Repeat word for word the passage of the weekly review post below, starting with "The week went" and going on through "the home front.".

● Source extract:
_ _ _

JSP Visual Week In Review ~ 06.13.20
I read a poem from Langston Hughes this week:
“I’m so tired of waiting.
for the world to become good and beautiful and kind?
Let us take a knife
and cut the world in two –
and see what worms are eating at the rind.”
Saw something else that said, tongue-in-cheek, “The Onion is on the verge of collapse after not being able to make up shit that is more idiotic than current reality.”
Just everything seems in a bad way. We’re still in the middle of a pandemic, this Administration is giving really odd rights to hunters while taking away basic life needs for human beings.
Yet, in spit of all this, outside stuff going on, there’s pinpoints of light all over the place.
The week went by fast again. I have some posts for here that I just can’t seem to find the time to put down.
I cycled every day this week, which is a great way to clear my head, and plot new creative ideas.
The weather has been really nice.
My 24-105 lens came back from the repair shop and I want to put it to use soon.
The summer is starting, and we’ve started to plan a trip to Arcadia National Park in August.
And I made a really tasty chickpea curry this week.
Small wins on the home front.

_ _ _

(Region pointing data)
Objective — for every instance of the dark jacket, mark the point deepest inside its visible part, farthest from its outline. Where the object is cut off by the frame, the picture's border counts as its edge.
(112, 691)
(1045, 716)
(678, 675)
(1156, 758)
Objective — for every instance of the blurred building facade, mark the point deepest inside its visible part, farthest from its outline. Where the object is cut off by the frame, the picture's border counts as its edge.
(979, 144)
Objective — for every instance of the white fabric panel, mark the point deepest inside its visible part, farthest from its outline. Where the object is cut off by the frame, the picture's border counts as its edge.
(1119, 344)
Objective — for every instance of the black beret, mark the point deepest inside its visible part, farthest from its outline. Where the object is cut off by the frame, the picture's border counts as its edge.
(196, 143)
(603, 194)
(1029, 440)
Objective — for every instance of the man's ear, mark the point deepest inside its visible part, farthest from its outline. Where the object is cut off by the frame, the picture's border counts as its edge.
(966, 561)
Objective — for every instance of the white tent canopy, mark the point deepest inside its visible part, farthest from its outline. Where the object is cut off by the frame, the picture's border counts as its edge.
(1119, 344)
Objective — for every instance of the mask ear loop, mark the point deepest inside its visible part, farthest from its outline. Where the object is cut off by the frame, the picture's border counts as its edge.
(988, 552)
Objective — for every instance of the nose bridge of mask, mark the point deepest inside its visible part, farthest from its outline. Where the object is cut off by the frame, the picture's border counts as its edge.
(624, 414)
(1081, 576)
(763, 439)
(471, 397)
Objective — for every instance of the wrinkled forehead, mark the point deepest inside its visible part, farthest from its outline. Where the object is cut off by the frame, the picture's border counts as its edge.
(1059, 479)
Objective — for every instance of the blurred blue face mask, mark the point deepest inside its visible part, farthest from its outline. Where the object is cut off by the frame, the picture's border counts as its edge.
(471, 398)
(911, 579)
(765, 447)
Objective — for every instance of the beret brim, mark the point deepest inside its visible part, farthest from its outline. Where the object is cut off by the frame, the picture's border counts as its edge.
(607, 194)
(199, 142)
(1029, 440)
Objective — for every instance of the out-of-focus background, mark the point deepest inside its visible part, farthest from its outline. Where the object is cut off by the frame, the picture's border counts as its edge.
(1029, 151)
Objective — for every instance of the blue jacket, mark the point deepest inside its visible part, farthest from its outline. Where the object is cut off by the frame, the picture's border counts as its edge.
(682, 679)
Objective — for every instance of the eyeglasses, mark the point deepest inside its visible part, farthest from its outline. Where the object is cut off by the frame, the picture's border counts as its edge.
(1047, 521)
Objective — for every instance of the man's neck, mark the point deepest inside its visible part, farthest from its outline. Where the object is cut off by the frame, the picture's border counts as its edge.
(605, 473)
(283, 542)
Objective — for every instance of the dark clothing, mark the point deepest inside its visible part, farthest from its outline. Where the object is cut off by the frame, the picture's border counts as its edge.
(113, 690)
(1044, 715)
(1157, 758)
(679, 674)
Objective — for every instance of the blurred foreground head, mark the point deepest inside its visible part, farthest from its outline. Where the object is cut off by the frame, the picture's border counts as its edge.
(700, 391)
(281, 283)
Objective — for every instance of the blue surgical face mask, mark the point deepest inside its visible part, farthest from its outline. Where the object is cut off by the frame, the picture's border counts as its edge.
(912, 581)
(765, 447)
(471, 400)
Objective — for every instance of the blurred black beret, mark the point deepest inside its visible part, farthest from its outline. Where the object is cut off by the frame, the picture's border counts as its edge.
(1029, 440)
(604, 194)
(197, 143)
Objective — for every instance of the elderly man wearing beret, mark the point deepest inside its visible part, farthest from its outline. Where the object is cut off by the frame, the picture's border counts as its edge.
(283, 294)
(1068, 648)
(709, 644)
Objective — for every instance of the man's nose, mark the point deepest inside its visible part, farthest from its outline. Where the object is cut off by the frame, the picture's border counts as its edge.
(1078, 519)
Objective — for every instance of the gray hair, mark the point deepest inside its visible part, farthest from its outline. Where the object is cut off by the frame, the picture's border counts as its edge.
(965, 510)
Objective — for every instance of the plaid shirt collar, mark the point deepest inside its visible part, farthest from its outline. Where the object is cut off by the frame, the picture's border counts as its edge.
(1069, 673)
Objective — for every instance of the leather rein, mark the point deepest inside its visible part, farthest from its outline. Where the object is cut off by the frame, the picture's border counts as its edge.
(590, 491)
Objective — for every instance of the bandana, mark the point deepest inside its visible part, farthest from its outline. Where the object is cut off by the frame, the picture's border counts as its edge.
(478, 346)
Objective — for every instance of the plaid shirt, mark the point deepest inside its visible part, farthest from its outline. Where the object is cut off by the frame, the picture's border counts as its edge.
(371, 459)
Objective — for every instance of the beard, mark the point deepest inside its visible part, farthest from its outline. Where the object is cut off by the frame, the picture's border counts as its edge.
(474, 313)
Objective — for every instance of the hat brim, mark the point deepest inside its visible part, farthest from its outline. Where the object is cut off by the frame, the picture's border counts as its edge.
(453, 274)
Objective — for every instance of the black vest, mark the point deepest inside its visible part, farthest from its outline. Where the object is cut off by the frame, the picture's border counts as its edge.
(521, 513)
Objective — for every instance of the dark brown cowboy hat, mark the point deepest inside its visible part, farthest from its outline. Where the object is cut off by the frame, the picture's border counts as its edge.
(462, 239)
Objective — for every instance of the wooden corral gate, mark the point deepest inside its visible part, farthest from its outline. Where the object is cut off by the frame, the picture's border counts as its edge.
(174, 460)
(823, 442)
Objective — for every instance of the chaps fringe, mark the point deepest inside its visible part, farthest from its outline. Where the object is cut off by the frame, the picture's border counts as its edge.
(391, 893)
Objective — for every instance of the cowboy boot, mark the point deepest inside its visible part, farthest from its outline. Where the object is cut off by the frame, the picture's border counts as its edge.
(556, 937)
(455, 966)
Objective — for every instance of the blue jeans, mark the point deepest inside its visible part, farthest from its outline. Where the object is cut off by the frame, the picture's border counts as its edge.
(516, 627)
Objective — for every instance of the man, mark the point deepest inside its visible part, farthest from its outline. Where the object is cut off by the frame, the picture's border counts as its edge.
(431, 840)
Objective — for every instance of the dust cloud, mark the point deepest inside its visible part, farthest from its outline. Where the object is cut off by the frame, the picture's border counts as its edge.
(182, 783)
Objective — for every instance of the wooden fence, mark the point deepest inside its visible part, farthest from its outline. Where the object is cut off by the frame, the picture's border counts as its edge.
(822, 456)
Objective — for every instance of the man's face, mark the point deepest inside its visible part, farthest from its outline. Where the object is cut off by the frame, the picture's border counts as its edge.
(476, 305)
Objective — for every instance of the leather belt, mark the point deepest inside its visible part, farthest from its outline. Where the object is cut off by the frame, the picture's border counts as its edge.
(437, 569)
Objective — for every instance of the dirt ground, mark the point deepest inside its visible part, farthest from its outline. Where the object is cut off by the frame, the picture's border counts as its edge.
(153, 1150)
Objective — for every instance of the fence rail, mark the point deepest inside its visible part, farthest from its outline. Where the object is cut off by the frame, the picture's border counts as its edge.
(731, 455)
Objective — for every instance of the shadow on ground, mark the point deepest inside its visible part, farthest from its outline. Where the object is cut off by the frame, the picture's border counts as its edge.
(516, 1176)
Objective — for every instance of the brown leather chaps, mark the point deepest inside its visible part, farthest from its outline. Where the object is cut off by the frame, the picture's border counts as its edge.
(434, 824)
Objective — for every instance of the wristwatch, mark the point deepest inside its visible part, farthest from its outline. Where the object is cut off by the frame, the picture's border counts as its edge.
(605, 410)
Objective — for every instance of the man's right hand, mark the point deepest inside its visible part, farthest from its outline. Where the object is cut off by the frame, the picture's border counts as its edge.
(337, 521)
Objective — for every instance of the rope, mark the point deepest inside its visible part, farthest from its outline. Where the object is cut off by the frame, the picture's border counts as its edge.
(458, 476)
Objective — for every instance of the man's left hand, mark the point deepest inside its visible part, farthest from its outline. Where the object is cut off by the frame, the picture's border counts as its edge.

_ _ _

● Result:
The week went by fast again. I have some posts for here that I just can’t seem to find the time to put down.
I cycled every day this week, which is a great way to clear my head, and plot new creative ideas.
The weather has been really nice.
My 24-105 lens came back from the repair shop and I want to put it to use soon.
The summer is starting, and we’ve started to plan a trip to Arcadia National Park in August.
And I made a really tasty chickpea curry this week.
Small wins on the home front.